**GIVEN INSTRUCTION 1**
Locate each line in the entries below that contains the string "tiled", matching case exactly, and copy those lines.

**GIVEN TEXT**
## begin

Actually the N95 part of that code is the component identifier stating that it is the one on the steering wheel so don't mess around under the seat.


----------



## sebich1 (Dec 10, 2007)

*Re: (mechsoldier)*

ok...so i think i will have to order the housing behind the steering wheel...and butt connectors....















another 60$ easy !!!
but Headache5678 had the same code right ??? so what is the difference ???



_Modified by sebich1 at 1:11 PM 3-4-2009_


----------



## VlaD2803 (Jul 15, 2021)

2021
My passat b5.5 has same issue.

I solved 00588 N95 Resistance too high after I removed the yellow connector and I connected the cables between them. I removed the yellow connector from picture attached.
It is under the driver seat.
I used a vag-com scanner and I cleared the error and the airbag light has gone.


Regards!

*thank you @*Fixxxer !

## end

**GIVEN RECORDS**
## begin

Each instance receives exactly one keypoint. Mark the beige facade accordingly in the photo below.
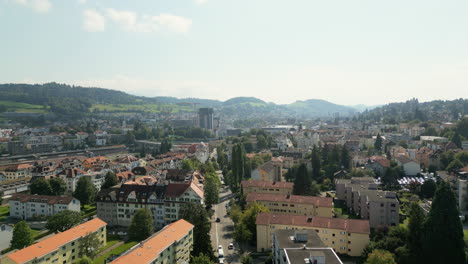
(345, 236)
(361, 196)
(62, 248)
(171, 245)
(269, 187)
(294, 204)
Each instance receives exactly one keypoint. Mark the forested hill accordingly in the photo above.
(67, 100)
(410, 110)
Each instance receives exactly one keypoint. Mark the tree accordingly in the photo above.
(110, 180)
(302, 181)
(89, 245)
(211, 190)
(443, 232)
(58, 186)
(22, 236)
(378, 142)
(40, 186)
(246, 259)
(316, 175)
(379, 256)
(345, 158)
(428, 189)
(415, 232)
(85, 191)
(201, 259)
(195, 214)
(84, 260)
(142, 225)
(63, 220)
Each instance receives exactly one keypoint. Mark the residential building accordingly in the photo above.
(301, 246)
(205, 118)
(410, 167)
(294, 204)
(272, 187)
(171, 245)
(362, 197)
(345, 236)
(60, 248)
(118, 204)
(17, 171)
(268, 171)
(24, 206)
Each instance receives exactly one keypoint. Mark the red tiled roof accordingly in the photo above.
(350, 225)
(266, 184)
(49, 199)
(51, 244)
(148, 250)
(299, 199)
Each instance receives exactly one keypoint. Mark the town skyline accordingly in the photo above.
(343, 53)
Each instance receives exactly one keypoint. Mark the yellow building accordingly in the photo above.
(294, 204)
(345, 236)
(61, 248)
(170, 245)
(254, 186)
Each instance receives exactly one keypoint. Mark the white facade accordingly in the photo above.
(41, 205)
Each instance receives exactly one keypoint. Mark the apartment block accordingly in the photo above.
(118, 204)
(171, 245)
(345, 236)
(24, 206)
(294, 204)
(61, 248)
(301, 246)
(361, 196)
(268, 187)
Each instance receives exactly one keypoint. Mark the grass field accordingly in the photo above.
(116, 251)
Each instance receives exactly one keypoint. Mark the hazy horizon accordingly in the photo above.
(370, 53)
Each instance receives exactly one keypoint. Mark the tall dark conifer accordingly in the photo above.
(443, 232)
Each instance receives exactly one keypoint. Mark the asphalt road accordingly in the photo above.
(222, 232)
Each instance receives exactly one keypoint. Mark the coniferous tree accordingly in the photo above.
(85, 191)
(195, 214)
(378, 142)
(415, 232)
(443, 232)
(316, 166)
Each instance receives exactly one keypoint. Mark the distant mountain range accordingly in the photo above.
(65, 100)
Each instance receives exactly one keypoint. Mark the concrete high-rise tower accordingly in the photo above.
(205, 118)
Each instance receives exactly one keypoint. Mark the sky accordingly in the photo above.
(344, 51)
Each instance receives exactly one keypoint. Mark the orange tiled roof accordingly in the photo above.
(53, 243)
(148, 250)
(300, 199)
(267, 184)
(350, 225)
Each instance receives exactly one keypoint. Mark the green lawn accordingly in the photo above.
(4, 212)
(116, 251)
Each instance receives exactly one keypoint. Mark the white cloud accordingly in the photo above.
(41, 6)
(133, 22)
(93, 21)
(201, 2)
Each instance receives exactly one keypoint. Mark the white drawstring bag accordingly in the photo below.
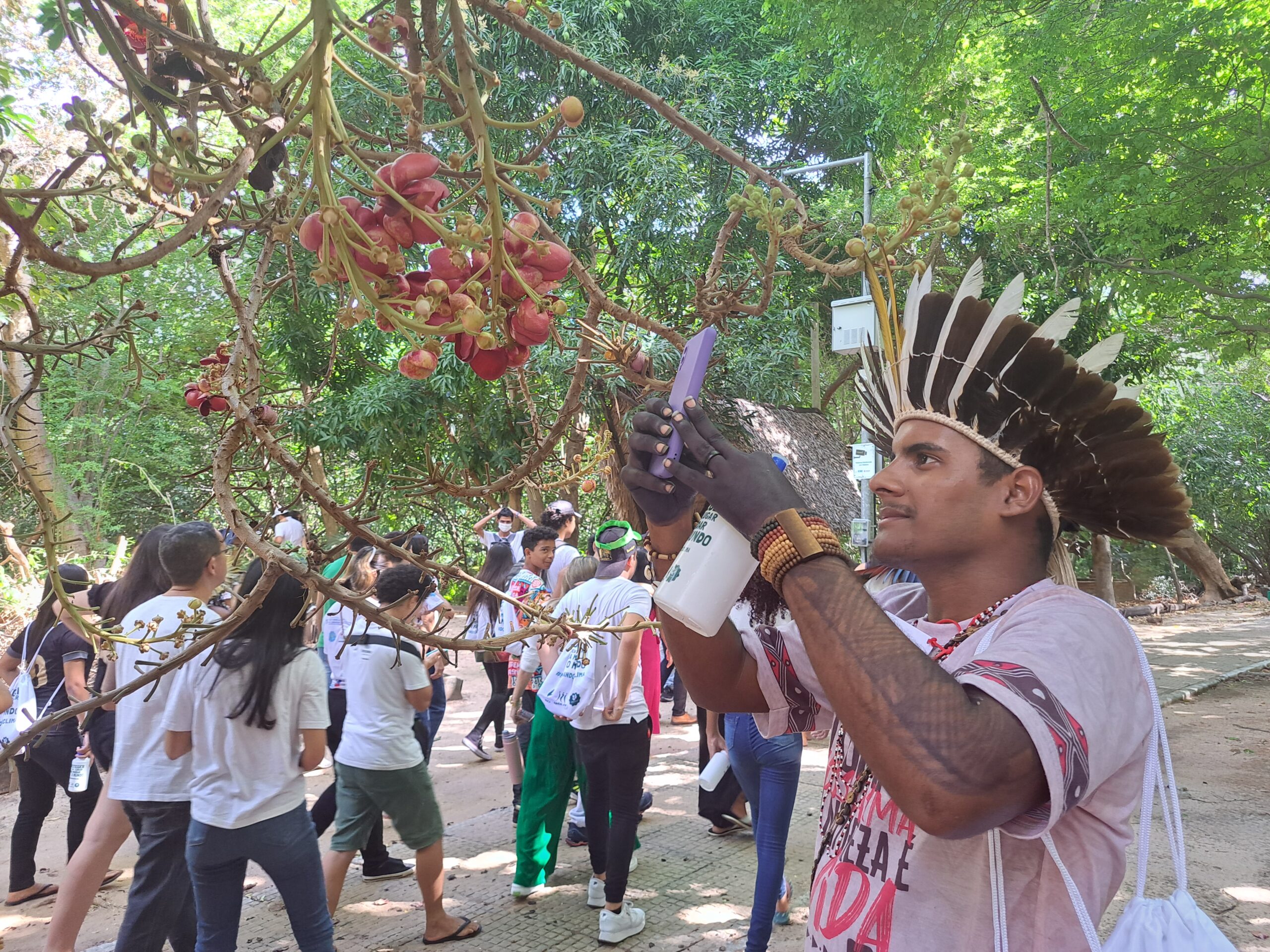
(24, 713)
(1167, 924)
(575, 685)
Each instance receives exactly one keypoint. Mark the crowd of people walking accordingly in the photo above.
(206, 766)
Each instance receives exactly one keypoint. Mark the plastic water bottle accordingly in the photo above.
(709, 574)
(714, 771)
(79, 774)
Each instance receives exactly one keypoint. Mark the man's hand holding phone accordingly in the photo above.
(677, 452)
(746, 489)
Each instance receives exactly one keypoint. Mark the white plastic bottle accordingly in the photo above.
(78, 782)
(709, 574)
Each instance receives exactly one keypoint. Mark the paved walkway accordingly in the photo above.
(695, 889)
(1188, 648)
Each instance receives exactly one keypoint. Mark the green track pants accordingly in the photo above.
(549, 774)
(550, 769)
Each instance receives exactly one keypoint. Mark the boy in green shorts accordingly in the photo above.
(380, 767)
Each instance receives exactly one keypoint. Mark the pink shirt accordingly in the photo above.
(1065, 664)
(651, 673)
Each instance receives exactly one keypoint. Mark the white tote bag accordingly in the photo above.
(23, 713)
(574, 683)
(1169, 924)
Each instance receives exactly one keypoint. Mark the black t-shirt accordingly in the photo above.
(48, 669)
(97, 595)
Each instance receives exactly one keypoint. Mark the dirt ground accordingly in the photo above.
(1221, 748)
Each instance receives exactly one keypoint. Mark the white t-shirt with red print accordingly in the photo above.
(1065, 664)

## end
## begin

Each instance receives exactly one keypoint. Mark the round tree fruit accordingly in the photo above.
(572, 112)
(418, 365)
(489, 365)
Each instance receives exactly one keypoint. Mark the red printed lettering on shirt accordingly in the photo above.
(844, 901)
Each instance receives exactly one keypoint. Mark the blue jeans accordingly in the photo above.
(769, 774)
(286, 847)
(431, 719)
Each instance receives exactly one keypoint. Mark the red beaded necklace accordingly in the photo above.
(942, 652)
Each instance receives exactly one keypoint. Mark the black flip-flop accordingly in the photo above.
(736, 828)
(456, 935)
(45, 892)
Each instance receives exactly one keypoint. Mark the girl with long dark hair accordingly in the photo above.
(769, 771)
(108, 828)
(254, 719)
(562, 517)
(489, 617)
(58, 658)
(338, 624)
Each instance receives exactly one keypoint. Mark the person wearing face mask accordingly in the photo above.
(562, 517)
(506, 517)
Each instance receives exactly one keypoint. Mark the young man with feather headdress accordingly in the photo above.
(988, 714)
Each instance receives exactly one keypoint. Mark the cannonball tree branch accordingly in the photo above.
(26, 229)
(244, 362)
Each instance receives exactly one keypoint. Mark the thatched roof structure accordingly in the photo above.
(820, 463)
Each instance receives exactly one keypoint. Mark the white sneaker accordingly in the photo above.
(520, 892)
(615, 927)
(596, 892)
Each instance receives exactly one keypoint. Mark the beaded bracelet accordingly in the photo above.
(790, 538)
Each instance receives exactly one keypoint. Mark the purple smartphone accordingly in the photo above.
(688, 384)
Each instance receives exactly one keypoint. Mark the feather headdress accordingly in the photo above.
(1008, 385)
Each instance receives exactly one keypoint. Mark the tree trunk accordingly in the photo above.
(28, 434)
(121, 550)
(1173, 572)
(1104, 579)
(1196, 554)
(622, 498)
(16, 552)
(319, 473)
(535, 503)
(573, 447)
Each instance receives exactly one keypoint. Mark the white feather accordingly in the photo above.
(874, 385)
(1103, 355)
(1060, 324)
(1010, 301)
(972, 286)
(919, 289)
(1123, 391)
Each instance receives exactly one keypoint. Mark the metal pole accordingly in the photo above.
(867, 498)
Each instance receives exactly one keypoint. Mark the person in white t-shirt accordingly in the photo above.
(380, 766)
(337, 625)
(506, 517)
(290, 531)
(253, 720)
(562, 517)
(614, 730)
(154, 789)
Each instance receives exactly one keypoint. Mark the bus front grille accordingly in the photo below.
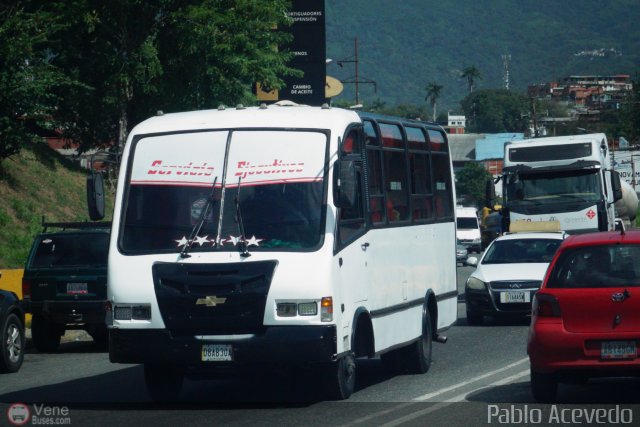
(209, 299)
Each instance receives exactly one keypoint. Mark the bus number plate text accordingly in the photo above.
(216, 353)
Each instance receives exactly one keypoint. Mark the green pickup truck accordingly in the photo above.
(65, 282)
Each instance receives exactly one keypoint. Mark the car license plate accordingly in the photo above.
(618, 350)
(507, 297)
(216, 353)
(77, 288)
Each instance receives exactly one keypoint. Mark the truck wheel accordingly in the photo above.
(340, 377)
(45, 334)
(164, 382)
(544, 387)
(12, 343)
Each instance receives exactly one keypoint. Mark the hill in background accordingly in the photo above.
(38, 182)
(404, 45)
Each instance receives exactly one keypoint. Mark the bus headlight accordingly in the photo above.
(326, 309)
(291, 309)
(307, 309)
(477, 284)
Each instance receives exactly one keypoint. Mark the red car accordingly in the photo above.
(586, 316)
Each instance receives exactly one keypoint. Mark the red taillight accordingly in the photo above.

## end

**GIVEN INSTRUCTION 2**
Write what comes next in the forum thread about the N95 airbag fault code above, picking up after its final line.

**FINAL ANSWER 1**
Each instance receives exactly one keypoint. Mark the red tiled roof accordingly in the photo above.
Each instance receives exactly one keypoint. Mark the orange tiled roof accordingly in the photo above.

**FINAL ANSWER 2**
Later Edit on August 13, 2021: *

The light came back to my panel board, although hoping I fixed the issue removing the yellow connector under seat driver side but this is not a solution. I think have a problem in my steering wheel because as I tried first, I removed the airbag from it and I sprayed with an Electric Connectors Spray and after that I've successfully removed the error using a VCDS VAG Com interface. But this is not a long term solution because I am writing now after about one month and the error came back. I think there is an error with the clock spring or there is a weak imperfect contacts under my airbag. I think next time when the error came back I will try to fix the cables of yellow connector for Airbag.

I will update you once I have news.


***Do not remove the yellow connector under driver side and first try to spray with an Electric contact spray under steering wheel airbag and after that try to delete the error 0588 Resitance too High (Airbag Igniter Driver Side).* 

Regards!!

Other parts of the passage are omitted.